■ STATED EXERCISE: Copy out the text of every item below word for word, leaving out the pictures.
** Start **
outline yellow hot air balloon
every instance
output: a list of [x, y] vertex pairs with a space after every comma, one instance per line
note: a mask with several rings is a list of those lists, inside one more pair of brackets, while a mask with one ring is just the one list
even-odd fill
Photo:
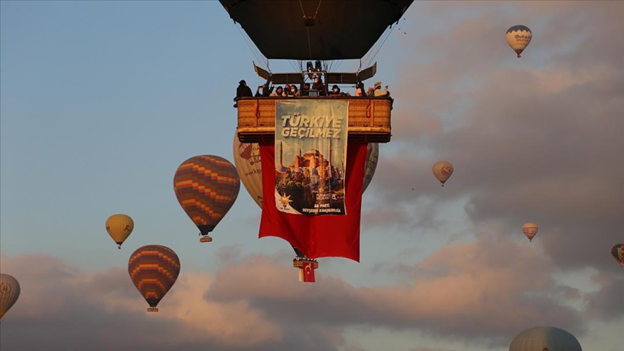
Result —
** End **
■ COMPLETED EXERCISE:
outline yellow hot air balloon
every instance
output: a list of [x, y] vertex pairs with a space after every comma, one instance per line
note: a mask with several rings is a list of those lists, inside one more pair of brackets, while a mask with one ring is just the one list
even-odd fill
Photo:
Result —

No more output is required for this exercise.